▶ **DATA LISTING**
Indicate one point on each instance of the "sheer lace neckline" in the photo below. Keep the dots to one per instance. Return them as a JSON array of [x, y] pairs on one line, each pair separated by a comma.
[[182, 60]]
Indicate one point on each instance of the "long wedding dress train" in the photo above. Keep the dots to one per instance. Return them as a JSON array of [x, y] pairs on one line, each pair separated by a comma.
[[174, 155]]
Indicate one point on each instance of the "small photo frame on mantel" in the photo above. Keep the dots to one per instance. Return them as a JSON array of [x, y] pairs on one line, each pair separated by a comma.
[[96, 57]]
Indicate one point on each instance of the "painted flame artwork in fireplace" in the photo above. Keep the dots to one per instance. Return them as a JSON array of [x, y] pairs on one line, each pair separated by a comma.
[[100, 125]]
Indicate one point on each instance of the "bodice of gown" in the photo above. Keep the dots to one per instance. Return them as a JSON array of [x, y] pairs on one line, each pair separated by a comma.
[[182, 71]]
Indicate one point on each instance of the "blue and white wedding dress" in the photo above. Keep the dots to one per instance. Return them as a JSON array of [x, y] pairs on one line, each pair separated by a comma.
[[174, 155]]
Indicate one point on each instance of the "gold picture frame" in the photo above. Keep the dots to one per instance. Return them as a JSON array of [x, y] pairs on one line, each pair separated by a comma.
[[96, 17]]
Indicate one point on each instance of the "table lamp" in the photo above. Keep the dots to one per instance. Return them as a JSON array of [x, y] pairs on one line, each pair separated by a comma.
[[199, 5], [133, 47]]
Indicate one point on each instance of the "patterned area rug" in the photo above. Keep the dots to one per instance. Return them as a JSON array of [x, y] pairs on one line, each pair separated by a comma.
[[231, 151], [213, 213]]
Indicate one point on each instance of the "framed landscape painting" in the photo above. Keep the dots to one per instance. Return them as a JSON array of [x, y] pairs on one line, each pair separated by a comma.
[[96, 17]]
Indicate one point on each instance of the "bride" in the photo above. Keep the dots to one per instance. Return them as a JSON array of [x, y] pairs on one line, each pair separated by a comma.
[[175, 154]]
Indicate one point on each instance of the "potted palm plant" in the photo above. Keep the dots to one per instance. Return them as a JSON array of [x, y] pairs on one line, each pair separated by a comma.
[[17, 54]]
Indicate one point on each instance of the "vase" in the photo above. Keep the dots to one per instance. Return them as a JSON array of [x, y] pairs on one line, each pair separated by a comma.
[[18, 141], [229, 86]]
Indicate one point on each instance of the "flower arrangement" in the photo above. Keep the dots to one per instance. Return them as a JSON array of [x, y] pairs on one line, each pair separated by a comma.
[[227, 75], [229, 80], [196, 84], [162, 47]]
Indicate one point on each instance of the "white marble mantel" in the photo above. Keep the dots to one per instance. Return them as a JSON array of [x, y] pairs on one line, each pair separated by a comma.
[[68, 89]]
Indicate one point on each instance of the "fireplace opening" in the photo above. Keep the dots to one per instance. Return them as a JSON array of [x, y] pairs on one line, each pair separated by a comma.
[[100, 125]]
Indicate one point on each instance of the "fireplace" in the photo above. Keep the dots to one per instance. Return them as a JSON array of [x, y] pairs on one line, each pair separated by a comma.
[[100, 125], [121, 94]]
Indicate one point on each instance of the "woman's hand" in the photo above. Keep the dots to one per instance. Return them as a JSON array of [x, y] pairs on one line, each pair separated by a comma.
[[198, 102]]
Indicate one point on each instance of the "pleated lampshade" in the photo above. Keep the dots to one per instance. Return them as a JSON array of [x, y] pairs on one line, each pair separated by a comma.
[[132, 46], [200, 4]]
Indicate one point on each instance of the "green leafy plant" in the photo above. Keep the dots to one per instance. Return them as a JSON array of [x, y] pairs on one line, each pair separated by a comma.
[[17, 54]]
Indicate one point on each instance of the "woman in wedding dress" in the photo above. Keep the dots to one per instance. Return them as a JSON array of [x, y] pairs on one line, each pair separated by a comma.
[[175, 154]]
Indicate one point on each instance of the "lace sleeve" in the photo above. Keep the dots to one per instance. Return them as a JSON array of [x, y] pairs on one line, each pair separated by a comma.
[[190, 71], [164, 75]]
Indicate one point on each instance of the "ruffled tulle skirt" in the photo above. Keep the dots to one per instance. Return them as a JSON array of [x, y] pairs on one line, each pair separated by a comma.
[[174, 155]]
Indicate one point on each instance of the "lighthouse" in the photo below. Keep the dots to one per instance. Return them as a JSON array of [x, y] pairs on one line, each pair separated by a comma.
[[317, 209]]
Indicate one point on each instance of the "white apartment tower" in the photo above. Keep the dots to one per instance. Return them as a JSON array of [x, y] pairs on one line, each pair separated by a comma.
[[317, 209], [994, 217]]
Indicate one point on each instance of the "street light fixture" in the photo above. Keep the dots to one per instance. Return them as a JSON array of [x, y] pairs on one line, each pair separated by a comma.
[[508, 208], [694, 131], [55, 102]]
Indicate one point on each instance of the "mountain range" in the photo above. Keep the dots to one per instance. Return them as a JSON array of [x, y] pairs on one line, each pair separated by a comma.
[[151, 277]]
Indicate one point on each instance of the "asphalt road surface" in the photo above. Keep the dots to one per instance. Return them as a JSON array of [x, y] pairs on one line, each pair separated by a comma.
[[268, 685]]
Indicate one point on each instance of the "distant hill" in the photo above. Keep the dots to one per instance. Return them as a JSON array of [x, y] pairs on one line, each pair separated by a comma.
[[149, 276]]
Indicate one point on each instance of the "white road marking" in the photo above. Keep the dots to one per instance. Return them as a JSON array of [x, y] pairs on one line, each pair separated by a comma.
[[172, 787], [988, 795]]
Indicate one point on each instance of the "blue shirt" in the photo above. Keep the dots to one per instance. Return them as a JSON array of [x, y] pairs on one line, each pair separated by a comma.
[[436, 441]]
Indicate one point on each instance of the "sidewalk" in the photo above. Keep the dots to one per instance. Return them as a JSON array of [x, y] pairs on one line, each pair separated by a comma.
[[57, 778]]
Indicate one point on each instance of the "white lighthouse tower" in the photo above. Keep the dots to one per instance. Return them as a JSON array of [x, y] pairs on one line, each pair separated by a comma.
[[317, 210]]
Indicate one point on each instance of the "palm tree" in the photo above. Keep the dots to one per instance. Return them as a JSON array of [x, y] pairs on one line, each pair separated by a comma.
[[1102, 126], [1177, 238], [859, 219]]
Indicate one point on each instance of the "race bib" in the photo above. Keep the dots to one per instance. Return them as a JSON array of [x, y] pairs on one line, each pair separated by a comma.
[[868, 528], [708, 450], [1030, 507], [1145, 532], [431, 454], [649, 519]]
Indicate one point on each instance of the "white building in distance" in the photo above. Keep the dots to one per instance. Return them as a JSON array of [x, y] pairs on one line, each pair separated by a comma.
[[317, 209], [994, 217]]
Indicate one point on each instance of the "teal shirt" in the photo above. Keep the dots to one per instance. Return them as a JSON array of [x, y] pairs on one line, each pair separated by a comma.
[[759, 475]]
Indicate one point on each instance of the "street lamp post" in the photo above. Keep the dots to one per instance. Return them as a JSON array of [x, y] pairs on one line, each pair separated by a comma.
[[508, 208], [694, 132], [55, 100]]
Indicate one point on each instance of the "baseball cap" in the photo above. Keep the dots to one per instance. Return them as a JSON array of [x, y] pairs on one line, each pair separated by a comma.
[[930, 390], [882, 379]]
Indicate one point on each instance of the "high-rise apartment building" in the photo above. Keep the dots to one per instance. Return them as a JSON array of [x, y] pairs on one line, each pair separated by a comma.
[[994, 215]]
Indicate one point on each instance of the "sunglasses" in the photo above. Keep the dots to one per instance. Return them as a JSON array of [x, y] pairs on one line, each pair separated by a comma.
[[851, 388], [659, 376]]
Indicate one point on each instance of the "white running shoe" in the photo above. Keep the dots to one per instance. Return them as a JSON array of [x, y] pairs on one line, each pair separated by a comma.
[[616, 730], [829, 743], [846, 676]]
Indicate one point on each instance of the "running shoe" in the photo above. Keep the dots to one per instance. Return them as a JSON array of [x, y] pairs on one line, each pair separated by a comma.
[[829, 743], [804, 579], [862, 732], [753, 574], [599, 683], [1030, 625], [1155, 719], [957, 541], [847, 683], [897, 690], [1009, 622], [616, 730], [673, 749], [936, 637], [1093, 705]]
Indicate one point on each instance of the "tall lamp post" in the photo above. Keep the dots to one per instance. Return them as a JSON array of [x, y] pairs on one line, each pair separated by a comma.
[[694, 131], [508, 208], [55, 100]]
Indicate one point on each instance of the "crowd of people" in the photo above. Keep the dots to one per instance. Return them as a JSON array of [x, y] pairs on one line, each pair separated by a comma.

▶ **TASK**
Rewrite the part of the records that opens with the line containing "photo frame on" and closes with the line containing "[[231, 151], [213, 213]]", requests included. Shift every x and y coordinate in the answers up by 88.

▶ **ANSWER**
Indicate one point on each instance of the "small photo frame on mantel" in the photo above. Keep the dots to one per instance. Return them as a JSON array of [x, y] pairs on one line, each pair separated by a comma.
[[184, 145]]
Indicate one point on each instance of the "painted flame artwork in fireplace" in the photo above. Keep the dots to one per instance. Return them as a JSON array of [x, y] pairs on one line, each pair separated by a comma.
[[188, 213]]
Indicate one point on each instance of the "bodice of gown" in the photo above. Keep the dots to one per instance. Return them as a JSON array of [x, y] pairs on one line, each pair separated by a comma.
[[270, 159]]
Indicate one point on each instance of the "blue and white wedding dress" in the photo above. Keep the dots to one per instance. Return them as a JSON array of [x, y] pairs on one line, each pair separated by a comma.
[[262, 243]]
Indicate one point on each instance of the "gold picture frame" in the photo above. Keep the dots to one per instance. Return them as a JSON array of [x, y] pairs on one line, each pair separated by a comma.
[[184, 105]]
Indicate one point on each instance of the "table lamp" in the photo above. Keep the dots to one per instance. Return them as a JSON array of [x, y] pairs on one line, each pair separated by a comma.
[[287, 93], [221, 135]]
Indicate one point on each instance of the "patterned area rug" in the photo above. Keep the dots to one per instance. Return them as a JSON array of [x, y] pairs on one line, each pair separated by a comma.
[[319, 239], [301, 301]]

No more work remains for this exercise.